Problem details: Pull out every line in the records below that contains the word "hair", matching case exactly. List each such line as it appears.
====== Working data ======
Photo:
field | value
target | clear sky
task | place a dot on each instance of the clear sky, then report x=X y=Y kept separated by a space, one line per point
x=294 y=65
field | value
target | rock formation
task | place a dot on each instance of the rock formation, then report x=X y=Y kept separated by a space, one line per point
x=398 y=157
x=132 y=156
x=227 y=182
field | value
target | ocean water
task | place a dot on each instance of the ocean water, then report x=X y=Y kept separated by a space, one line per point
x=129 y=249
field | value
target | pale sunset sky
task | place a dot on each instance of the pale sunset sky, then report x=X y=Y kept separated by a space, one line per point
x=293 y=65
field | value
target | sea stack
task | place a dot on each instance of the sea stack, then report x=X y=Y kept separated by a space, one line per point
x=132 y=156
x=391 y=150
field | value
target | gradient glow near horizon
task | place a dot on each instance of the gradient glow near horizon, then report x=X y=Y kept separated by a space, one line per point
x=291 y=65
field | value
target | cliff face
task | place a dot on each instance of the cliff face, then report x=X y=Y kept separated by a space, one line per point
======
====== Working data ======
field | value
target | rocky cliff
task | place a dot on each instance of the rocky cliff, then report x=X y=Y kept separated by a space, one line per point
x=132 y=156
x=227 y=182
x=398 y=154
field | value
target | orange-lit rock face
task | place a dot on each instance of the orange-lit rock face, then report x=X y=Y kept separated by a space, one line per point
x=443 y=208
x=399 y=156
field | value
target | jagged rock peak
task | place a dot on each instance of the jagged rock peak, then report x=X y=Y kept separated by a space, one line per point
======
====== Working data ======
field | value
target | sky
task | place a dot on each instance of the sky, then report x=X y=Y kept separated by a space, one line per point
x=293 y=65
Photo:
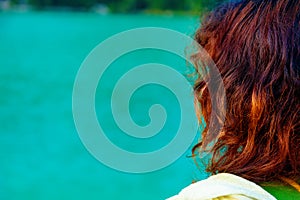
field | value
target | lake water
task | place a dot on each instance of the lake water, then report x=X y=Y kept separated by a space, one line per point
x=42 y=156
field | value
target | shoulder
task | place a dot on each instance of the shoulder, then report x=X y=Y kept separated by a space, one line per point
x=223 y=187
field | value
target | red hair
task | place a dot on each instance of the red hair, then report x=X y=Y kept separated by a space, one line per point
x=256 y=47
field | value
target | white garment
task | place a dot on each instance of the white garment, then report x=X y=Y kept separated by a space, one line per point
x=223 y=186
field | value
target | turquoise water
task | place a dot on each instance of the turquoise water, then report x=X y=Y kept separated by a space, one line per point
======
Solution for this problem:
target | red hair
task | place a dot on each instance of the red hair, then report x=X y=Y kept separated by a space, one line per point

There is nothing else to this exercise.